The coalition negotiations in Germany appear to have stalled on the question of whether Chancellor Merkel will authorize further European capital (read: German capital) for Irish banks. Further more, the SDP is trying to force Ireland to raise its corporation tax rate, an incentive that has diverted investments away from the rest of Europe in key areas such as the Internet and Biotechnology. This is not the first time that Germany has taken on the appearance of a reluctant bully in Europe, forcing itself on the weaker nations who are not deserving of its largesse. It is of course symptom, not cause, and the true reason for the current difficulties – perpetuated now for five years or so – is the structural failure of the European project to manage economic diversity.
There is some great wealth in Europe, concentrated in pockets such as the Ruhr valley, Northern Italy, Southern England, and other places. Big industries such as auto manufacturing and pharmaceuticals employ hundreds of thousands, while financial services help to facilitate the trade of those products all over the world. The wealth, however, is poorly distributed if we consider the wider context.
Think of the UK, for example. It has its own great wealth, yet it has desperately poor people in the regions. Northern England, Northern Ireland, and Wales in particular, and even Scotland, notwithstanding the great North Sea oil and Military facilities there, have nothing on the luxury and wealth that one sees in and around London. Representative democracy seeks to redistribute the wealth, but wealth is sticky. If there is perceived excess wealth in Westminster, for example, then the job of the Newcastle MP is to relieve Westminster of some of that wealth – through the tax system – and place it in Newcastle. The wealth in Westminster will do all it can to stay, and so while there is some leakage, the preponderance of the wealth remains.
This appears to be common in most capital cites, and is a trend that has appeared to accelerate as the World has modernised, and urbanised. Balanced development is a way to counteract that. Locating new investments in underdeveloped areas ultimately re-balances the wealth within a country, but it is a hard thing to get right. Inequality is inevitable, it is everywhere in the way we try and organise ourselves.
Most people, and most peoples, recognise and accept inequality. We accept that there are elites, that there are people who are better off by birth, and that there are people even who are better off by genes. The heritability of intelligence, for example, remains high, and while political rhetoric may laud the equality of man, that has been interpreted more recently to mean equality of opportunity, rather than of our gifts. Warren Buffet has said that, had he been born in Bangladesh, he would be poor today, that life is determined by accident of birth. There are many aspects to that – gender, race, parents – and not just location. But two men of more or less equal gifts, one born in Bangladesh and one born in New York, will have different opportunities, and different outcomes. Unless, that is, the Bangladeshi man moves.
This is at the heart of Europe’s problem. There is a single currency, without political union; countries, rather than regions or constituencies, have unequal representation in fiscal negotiations because of their unequal wealth. In turn, their capacity to defend that wealth is disproportionately high. This, by extension, is bad for weaker, poorer countries, who are weaker or poorer because they are remote, peripheral, and not possessed of the mineral or resource wealth of the more affluent states.
The crux of the German problem is an insistence that the country should be no poorer for its European association. If by association with Europe some of Germany’s success should improve their lot, then that is fine. The truth of the matter, of course, is that in the short term at least, Germany, and the richer countries, must contribute to a program of balanced development if they are to benefit in the long run from a stabilisation of the immediate environment. That’s hard to do. The long run, in this case, is likely decades away. In the long run, as John Maynard Keynes famously declared, we are all dead. Politics struggles with such ambition.

--------

■ **PROMPT**
Answer these questions from the piece on Europe's wealth divide:
1. Which tax does the SDP want Ireland to raise?
2. What three places are named as pockets of great wealth in Europe?
3. According to Warren Buffet as quoted, what determines life?

■ **Saved data entries**
--------

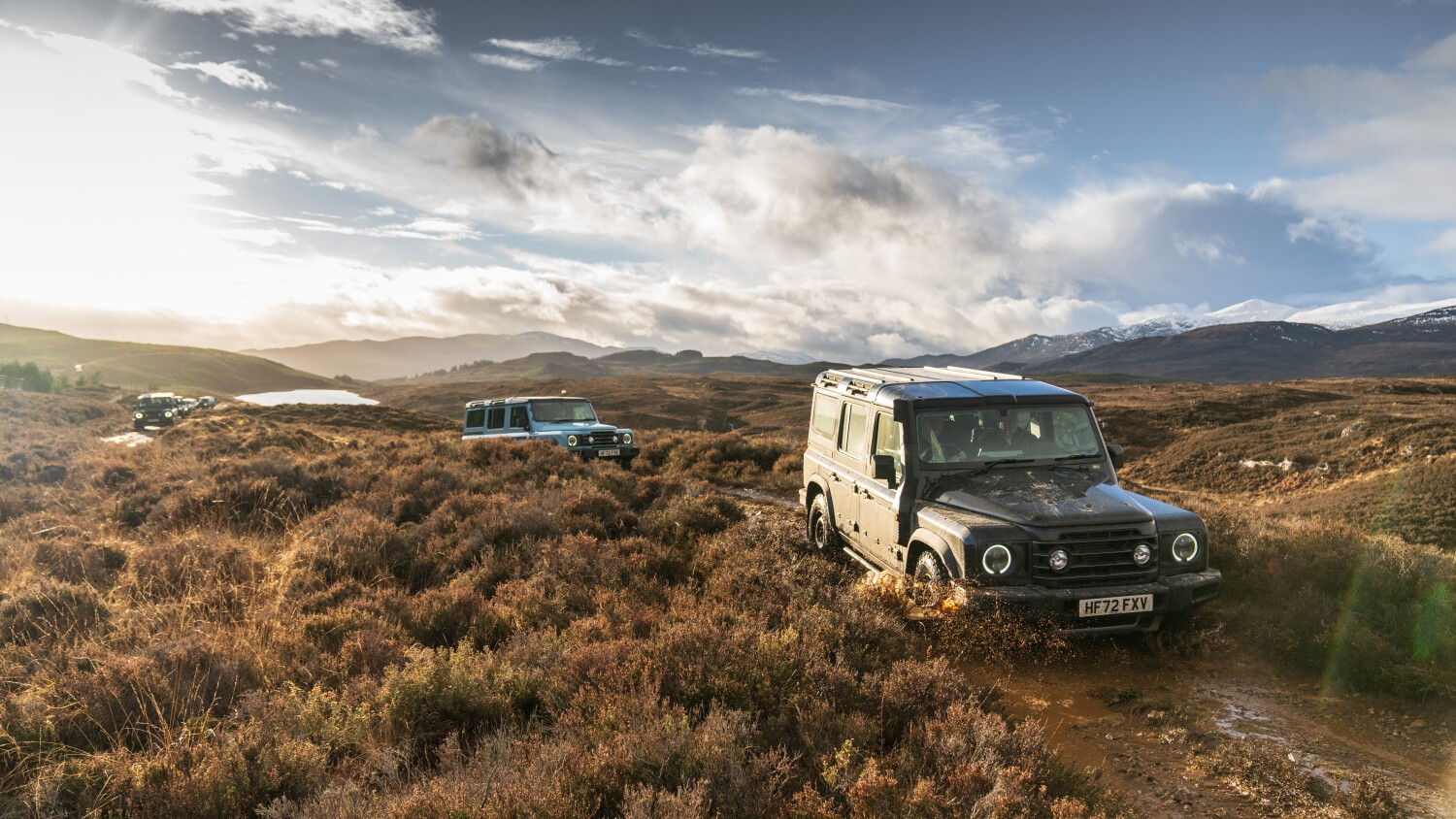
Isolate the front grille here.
[1031,530,1158,589]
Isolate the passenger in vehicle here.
[920,413,972,464]
[976,409,1040,452]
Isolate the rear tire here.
[809,495,844,557]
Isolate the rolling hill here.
[379,349,838,382]
[242,333,620,381]
[1024,307,1456,382]
[0,324,338,396]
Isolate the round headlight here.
[1047,548,1072,572]
[1174,533,1199,563]
[981,542,1010,574]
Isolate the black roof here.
[814,367,1091,406]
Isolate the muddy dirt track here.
[731,490,1456,819]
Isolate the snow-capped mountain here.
[1208,298,1299,324]
[1289,298,1452,330]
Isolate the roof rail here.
[926,364,1027,381]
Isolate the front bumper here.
[966,569,1223,635]
[571,445,643,461]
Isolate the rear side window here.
[512,405,529,429]
[839,405,870,460]
[876,411,906,486]
[810,393,839,438]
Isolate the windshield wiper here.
[966,458,1034,478]
[1047,452,1103,472]
[922,458,1034,498]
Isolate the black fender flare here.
[906,527,966,580]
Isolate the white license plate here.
[1080,595,1153,617]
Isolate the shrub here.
[1208,515,1456,700]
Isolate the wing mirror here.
[1107,443,1127,470]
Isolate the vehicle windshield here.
[532,399,597,423]
[916,405,1103,467]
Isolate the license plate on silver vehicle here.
[1079,595,1153,617]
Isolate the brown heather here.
[0,394,1120,819]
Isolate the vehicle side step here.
[844,545,884,574]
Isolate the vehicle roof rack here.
[923,364,1027,381]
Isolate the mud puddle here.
[958,640,1456,818]
[718,486,800,509]
[102,432,151,446]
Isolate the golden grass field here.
[0,377,1456,819]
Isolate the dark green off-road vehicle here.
[800,367,1222,633]
[131,393,182,432]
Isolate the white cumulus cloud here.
[169,59,273,91]
[134,0,442,50]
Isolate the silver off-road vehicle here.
[462,396,643,469]
[800,367,1223,633]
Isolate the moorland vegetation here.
[0,396,1115,818]
[0,377,1456,818]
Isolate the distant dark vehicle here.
[800,367,1223,633]
[462,396,643,469]
[131,393,182,432]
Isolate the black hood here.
[926,467,1153,527]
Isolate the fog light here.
[981,542,1010,574]
[1174,533,1199,563]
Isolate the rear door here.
[830,402,870,547]
[859,409,906,568]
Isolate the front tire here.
[809,495,844,556]
[910,548,951,608]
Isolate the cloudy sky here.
[0,0,1456,361]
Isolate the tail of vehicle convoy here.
[800,367,1222,633]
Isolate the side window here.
[839,403,870,460]
[876,411,906,486]
[810,393,839,438]
[512,405,529,429]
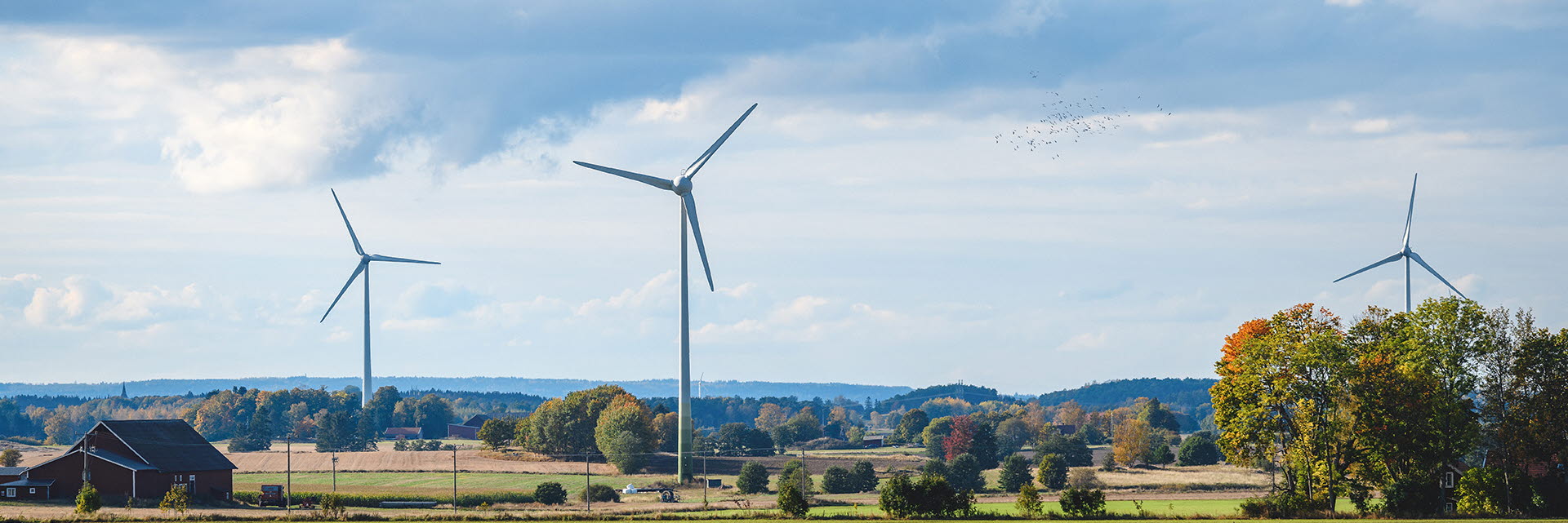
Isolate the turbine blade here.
[317,260,365,322]
[680,104,757,177]
[572,162,676,191]
[1405,172,1421,247]
[1334,250,1405,283]
[1410,250,1469,299]
[680,193,714,291]
[332,189,365,256]
[367,254,441,264]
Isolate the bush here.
[158,485,191,513]
[315,494,348,520]
[1176,431,1220,467]
[1013,482,1045,518]
[1038,454,1072,490]
[822,467,861,494]
[850,460,876,492]
[1060,489,1106,518]
[735,462,768,494]
[1068,468,1106,490]
[996,454,1035,492]
[532,479,566,504]
[947,453,985,492]
[876,475,975,518]
[75,482,104,515]
[578,484,621,503]
[777,487,811,518]
[1241,492,1306,520]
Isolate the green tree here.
[889,409,931,443]
[595,393,657,475]
[947,453,985,492]
[1060,489,1106,518]
[735,462,768,494]
[75,481,104,515]
[850,459,876,492]
[996,454,1033,492]
[822,467,859,494]
[1138,397,1181,432]
[1036,454,1068,490]
[475,418,518,448]
[158,485,191,513]
[1013,482,1045,518]
[1176,431,1220,467]
[533,481,566,504]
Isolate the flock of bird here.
[996,72,1171,160]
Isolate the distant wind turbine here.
[317,189,441,407]
[572,104,757,481]
[1334,172,1468,312]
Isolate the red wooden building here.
[12,419,237,499]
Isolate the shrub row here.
[234,492,533,507]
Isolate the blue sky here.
[0,0,1568,392]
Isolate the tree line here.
[1210,298,1568,515]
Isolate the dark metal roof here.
[92,419,238,473]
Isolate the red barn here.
[16,419,238,499]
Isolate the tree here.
[822,467,859,494]
[595,393,656,475]
[1176,431,1220,467]
[996,454,1033,492]
[755,402,789,431]
[735,462,768,494]
[158,485,191,513]
[1036,454,1068,490]
[1138,397,1181,432]
[475,418,518,448]
[850,459,876,492]
[892,409,931,443]
[947,453,985,492]
[1035,428,1094,467]
[533,481,566,504]
[1013,482,1045,518]
[75,481,104,515]
[1060,489,1106,518]
[1110,418,1151,465]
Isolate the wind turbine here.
[317,189,441,407]
[1334,172,1468,312]
[572,104,757,481]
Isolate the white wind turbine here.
[1334,172,1466,312]
[572,104,757,481]
[318,189,441,407]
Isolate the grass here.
[234,472,643,496]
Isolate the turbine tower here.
[572,104,757,481]
[1334,172,1468,312]
[317,189,441,407]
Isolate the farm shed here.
[21,419,237,499]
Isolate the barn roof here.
[92,419,238,473]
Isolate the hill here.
[0,376,910,401]
[1040,378,1218,412]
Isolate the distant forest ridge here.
[0,376,911,401]
[1040,378,1218,412]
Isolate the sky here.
[0,0,1568,393]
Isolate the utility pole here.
[284,432,293,512]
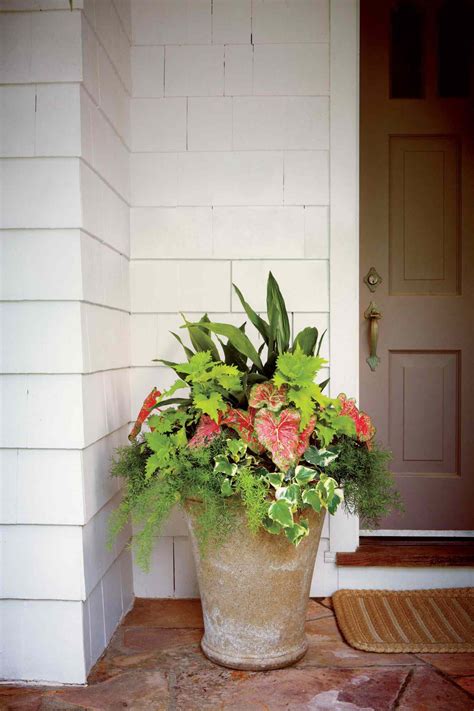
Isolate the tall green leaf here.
[181,314,220,360]
[267,272,290,353]
[292,326,318,355]
[170,331,194,360]
[232,284,270,345]
[181,323,263,370]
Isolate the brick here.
[165,45,224,96]
[304,207,329,259]
[232,259,329,313]
[285,151,329,205]
[0,86,35,157]
[35,84,81,156]
[0,158,81,228]
[233,96,329,150]
[212,207,304,259]
[0,301,84,373]
[188,97,233,151]
[131,47,165,97]
[225,44,253,96]
[0,230,82,300]
[212,0,252,44]
[131,98,186,152]
[252,0,329,44]
[253,44,329,96]
[130,207,212,259]
[131,0,211,44]
[178,151,283,205]
[130,261,230,313]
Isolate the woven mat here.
[332,588,474,653]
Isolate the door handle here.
[364,301,382,371]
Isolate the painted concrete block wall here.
[0,0,133,683]
[130,0,335,597]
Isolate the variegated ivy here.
[122,273,374,545]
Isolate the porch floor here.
[0,598,474,711]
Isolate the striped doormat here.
[332,588,474,653]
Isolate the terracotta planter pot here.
[186,504,324,671]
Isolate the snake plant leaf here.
[181,314,220,360]
[170,331,194,360]
[267,272,290,353]
[316,329,328,355]
[181,322,263,370]
[292,326,318,356]
[232,284,270,345]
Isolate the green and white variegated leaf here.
[268,499,293,528]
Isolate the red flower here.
[128,388,161,442]
[337,393,375,446]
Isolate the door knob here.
[364,301,382,371]
[364,267,383,293]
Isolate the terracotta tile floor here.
[0,599,474,711]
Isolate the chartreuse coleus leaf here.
[181,323,263,370]
[193,392,226,422]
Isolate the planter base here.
[201,636,308,671]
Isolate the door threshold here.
[359,528,474,538]
[336,536,474,568]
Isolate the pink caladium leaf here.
[222,407,265,454]
[249,381,288,412]
[189,415,221,448]
[255,408,316,471]
[337,393,375,443]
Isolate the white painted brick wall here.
[130,0,330,597]
[0,0,133,683]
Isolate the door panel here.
[360,0,474,530]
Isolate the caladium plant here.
[107,273,396,568]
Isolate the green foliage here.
[109,273,399,570]
[327,437,403,528]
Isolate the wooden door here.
[360,0,474,530]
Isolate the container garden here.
[110,273,399,670]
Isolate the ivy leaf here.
[295,464,318,486]
[263,517,283,536]
[268,499,293,528]
[333,415,356,437]
[302,489,321,513]
[193,392,226,423]
[221,479,234,496]
[304,446,338,467]
[285,518,309,546]
[276,484,300,506]
[214,454,238,476]
[267,472,283,489]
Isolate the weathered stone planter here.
[186,504,324,671]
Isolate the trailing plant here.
[110,273,398,569]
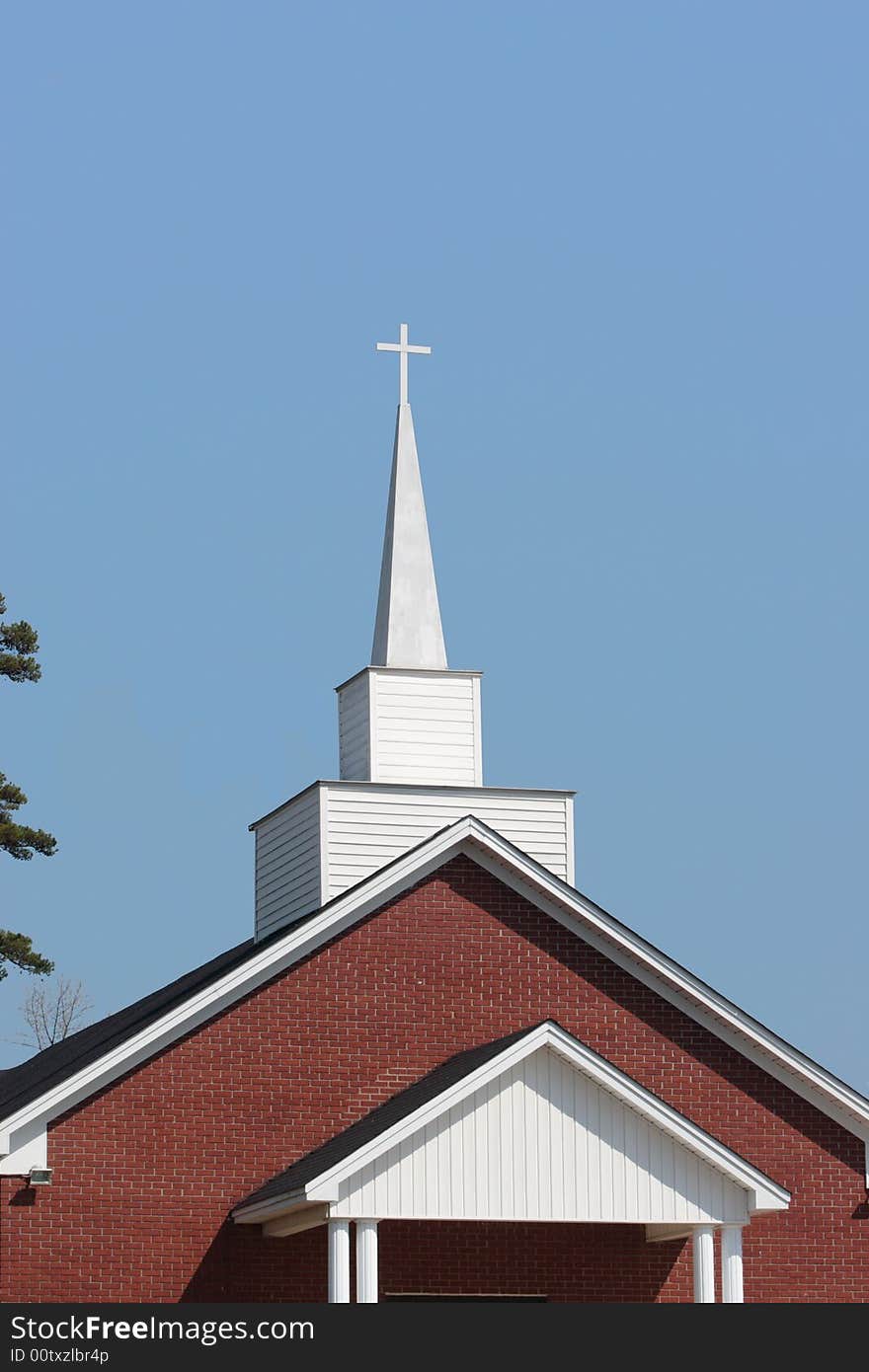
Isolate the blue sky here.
[0,0,869,1091]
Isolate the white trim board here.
[0,816,869,1154]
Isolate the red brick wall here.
[0,858,869,1302]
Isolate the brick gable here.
[0,858,869,1302]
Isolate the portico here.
[233,1021,789,1304]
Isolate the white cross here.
[375,324,432,405]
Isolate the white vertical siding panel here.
[535,1052,552,1218]
[486,1081,504,1220]
[323,782,573,898]
[562,1062,582,1216]
[499,1059,516,1216]
[585,1081,601,1220]
[510,1065,528,1220]
[400,1139,413,1220]
[328,1049,747,1224]
[411,1130,429,1214]
[423,1121,440,1214]
[437,1119,451,1214]
[449,1105,465,1220]
[636,1115,652,1218]
[461,1098,475,1216]
[387,1148,401,1220]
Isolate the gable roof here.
[232,1020,791,1224]
[233,1029,528,1214]
[0,815,869,1154]
[0,939,256,1118]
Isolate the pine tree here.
[0,595,57,981]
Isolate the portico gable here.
[233,1021,789,1301]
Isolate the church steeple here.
[253,324,574,939]
[370,332,446,671]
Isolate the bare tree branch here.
[15,977,94,1052]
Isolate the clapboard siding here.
[338,672,370,781]
[325,784,573,898]
[332,1048,747,1224]
[338,667,483,786]
[256,786,323,939]
[370,672,482,786]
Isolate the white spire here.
[370,324,446,671]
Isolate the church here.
[0,324,869,1302]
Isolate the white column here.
[356,1220,377,1305]
[721,1224,743,1305]
[693,1224,715,1304]
[327,1220,351,1305]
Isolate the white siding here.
[256,781,574,939]
[338,672,370,781]
[256,786,323,939]
[370,669,482,786]
[324,782,574,900]
[332,1048,749,1224]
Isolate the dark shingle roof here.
[235,1021,543,1210]
[0,930,258,1116]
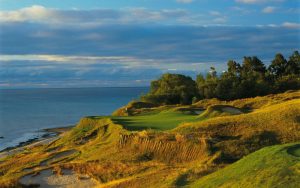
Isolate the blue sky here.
[0,0,300,88]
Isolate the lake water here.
[0,87,148,150]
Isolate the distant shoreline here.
[0,125,75,154]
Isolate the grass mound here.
[199,105,243,119]
[177,99,300,160]
[112,101,157,116]
[111,110,197,130]
[0,91,300,187]
[190,142,300,188]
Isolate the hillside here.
[0,91,300,187]
[189,142,300,188]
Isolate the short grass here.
[190,142,300,188]
[111,111,199,131]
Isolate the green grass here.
[190,142,300,188]
[111,111,197,130]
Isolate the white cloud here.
[209,11,221,16]
[213,17,227,24]
[235,0,284,4]
[282,22,300,29]
[176,0,194,4]
[0,5,54,21]
[0,5,192,26]
[262,6,277,14]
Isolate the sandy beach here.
[0,126,74,159]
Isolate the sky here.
[0,0,300,88]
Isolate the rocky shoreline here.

--------

■ **EXERCISE RESULT**
1. Its corporation tax rate.
2. The Ruhr valley, Northern Italy, and Southern England.
3. Accident of birth.